Problem to work on:
The entries below must be restated word for word.
------ Data shown
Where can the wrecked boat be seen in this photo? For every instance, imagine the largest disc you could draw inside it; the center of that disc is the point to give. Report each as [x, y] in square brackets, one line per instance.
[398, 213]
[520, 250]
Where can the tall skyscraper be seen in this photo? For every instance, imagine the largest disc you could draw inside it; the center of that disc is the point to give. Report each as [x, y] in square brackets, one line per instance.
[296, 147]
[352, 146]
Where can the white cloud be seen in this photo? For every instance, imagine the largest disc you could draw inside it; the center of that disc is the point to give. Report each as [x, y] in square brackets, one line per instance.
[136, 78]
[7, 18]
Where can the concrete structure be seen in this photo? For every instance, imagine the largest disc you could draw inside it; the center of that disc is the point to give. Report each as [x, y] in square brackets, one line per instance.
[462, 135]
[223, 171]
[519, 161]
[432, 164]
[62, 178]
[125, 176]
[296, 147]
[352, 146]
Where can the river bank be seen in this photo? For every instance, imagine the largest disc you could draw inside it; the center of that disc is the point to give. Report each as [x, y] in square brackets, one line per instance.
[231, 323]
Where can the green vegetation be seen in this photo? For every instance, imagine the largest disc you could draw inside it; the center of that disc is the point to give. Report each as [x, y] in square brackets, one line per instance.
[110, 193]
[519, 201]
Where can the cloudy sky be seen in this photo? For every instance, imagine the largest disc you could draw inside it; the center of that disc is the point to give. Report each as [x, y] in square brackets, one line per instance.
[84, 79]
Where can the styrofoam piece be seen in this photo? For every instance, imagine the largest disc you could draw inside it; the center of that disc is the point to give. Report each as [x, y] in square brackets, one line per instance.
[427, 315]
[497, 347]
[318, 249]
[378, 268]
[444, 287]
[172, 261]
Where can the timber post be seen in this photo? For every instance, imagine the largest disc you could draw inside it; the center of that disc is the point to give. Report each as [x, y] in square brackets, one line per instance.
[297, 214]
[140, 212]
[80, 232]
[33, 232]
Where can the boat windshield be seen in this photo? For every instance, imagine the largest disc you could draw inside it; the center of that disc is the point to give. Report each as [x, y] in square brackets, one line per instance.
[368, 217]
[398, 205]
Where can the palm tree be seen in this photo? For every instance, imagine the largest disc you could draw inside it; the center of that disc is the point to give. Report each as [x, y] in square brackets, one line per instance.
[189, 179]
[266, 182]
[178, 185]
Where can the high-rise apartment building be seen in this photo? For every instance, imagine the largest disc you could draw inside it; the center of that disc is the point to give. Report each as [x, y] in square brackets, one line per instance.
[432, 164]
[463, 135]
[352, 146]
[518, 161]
------------
Completed exercise:
Where can the wrecked boat be seen in this photo? For every instance, imagine the largest disc you could draw inside it; the center of that disc is the point to give. Report each as [x, y] in square brackets, one line per instance.
[398, 213]
[520, 250]
Where can the tall skyscraper be seen in this photo? For every instance, imagine the largest disc you could draw inside it; the center of that disc is the point to give. Report each as [x, y] in square brackets, one line per instance.
[296, 147]
[352, 146]
Where can the white cloud be seen in this photo? For every instance, imagine the largest disc you could draw inside it; the center of that disc is the point to give. Report each as [x, y] in square brackets, one line per instance.
[136, 78]
[7, 18]
Where can the concrete structure be seen in this photo? For every instance, imagine the largest disc you could draw inside it; the center of that disc is the point to give. Report each as [x, y] in square brackets, one line per instance.
[462, 135]
[223, 171]
[519, 161]
[432, 164]
[62, 178]
[125, 176]
[296, 147]
[352, 146]
Where can the river bank be seen in this photo? For every instance, imagine the largest disc you could draw inside it; the center of that disc is the point to give. Report each as [x, y] in square brackets, one line per instance.
[231, 323]
Where can the green vegetation be seen in this photo? For every instance, imagine the largest disc you could draw inside it; the center of that disc is the point to give. Report each as [x, y] in square brackets, one line per instance.
[110, 193]
[519, 201]
Where can the cloudy sky be seen in this photo? For every instance, imagine the largest disc you could draw inside it; the center of that disc is the point to give. Report each as [x, y] in square brackets, one line per instance.
[84, 79]
Where can the styrofoam piece be seen in this photo? For every instance, imagine the largest disc you could draw inside it; the center of that disc is the point to give. Report each as [x, y] in square brackets, one line per instance.
[427, 315]
[497, 347]
[318, 249]
[378, 268]
[444, 287]
[172, 261]
Where can the timber post be seen in this photo? For every instance, imagine the largest disc you could draw inside it; the center of that disc is the point to give. Report each as [x, y] in square brackets, one line per instance.
[297, 214]
[140, 212]
[80, 232]
[33, 232]
Where can the boat windshield be seen in this photo? For every instance, imagine the largest disc you could draw inside it; the center of that disc is the point to give. Report each as [x, y] in square brackets, one line per instance.
[368, 217]
[398, 205]
Where can the palm tree be seen in this photo? For every instance, imagine the largest disc you could draw inside it; the center of that disc is the point to give. Report each as [x, y] in square brackets, one line per instance.
[189, 179]
[266, 182]
[178, 185]
Where can the high-rise apartment building be seen in this photo? For every instance, imagine the largest disc you could draw inside it; the center of that disc is the point to give. Report each as [x, y] in square brackets, one line per instance.
[432, 164]
[463, 135]
[352, 146]
[518, 161]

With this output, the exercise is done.